*Textauszug:*
--------------------------------------------------

Wenn wir politisches Engagement gemeinnützig begünstigen wollen, dann müssen wir auch die Frage beantworten, was wir mit den Republikanern dieser Welt machen. Auch diese Frage müssen wir beantworten.
Wenn alle sagen: wir haben eine stabile Demokratie, wir wollen, dass auch diese Kolleginnen und Kollegen in den Genuss der steuerlichen Begünstigungen kommen, dann sind wir d‘accord. Wenn wir das aber nicht wollen, dann müssen wir kluge Abgrenzungen finden. Die haben wir derzeit noch nicht.
Herr Kollege Schmitt, das liefert auch Ihr Antrag derzeit noch nicht. Ihr Vorschlag, jetzt den Katalog der 25 Begünstigungstatbestände locker um sechs zu ergänzen, das ist es nicht.
(Zuruf des Abg. Norbert Schmitt (SPD))

--------------------------------------------------

*Schriftliche Aufgabe 1:*
Reproduzieren Sie den Textauszug zur steuerlichen Begünstigung politischen Engagements vollständig und wortgetreu.

Datensätze
--------------------------------------------------

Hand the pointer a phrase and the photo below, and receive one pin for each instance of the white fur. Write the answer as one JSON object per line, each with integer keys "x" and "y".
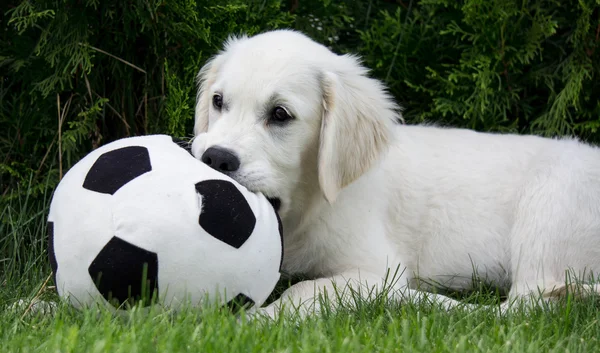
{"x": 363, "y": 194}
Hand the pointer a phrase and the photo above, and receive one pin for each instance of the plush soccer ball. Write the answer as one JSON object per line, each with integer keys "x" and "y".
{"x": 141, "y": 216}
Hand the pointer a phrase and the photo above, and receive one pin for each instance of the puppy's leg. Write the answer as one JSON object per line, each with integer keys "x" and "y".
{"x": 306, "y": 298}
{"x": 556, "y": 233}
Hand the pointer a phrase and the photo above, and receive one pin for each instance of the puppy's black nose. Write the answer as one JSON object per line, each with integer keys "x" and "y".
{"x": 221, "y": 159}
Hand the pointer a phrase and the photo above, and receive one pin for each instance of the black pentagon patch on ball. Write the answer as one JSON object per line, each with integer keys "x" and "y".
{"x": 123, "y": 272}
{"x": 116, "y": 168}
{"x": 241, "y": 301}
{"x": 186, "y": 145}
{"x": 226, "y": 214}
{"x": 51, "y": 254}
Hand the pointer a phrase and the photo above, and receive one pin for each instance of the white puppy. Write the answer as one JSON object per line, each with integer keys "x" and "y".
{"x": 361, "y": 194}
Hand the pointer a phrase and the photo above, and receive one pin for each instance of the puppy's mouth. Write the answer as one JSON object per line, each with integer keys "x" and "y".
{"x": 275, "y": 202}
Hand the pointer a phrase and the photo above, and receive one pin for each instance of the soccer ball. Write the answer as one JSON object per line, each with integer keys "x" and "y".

--------------------------------------------------

*Schriftliche Aufgabe 2:*
Ermitteln Sie alle Zeilen der Datensätze, die die Zeichenkette "white" enthalten, und kopieren Sie jede dieser Zeilen unverändert.

*Lösung 1:*
Wenn wir politisches Engagement gemeinnützig begünstigen wollen, dann müssen wir auch die Frage beantworten, was wir mit den Republikanern dieser Welt machen. Auch diese Frage müssen wir beantworten.
Wenn alle sagen: wir haben eine stabile Demokratie, wir wollen, dass auch diese Kolleginnen und Kollegen in den Genuss der steuerlichen Begünstigungen kommen, dann sind wir d‘accord. Wenn wir das aber nicht wollen, dann müssen wir kluge Abgrenzungen finden. Die haben wir derzeit noch nicht.
Herr Kollege Schmitt, das liefert auch Ihr Antrag derzeit noch nicht. Ihr Vorschlag, jetzt den Katalog der 25 Begünstigungstatbestände locker um sechs zu ergänzen, das ist es nicht.
(Zuruf des Abg. Norbert Schmitt (SPD))

*Lösung 2:*
Hand the pointer a phrase and the photo below, and receive one pin for each instance of the white fur. Write the answer as one JSON object per line, each with integer keys "x" and "y".
Hand the pointer a phrase and the photo above, and receive one pin for each instance of the white puppy. Write the answer as one JSON object per line, each with integer keys "x" and "y".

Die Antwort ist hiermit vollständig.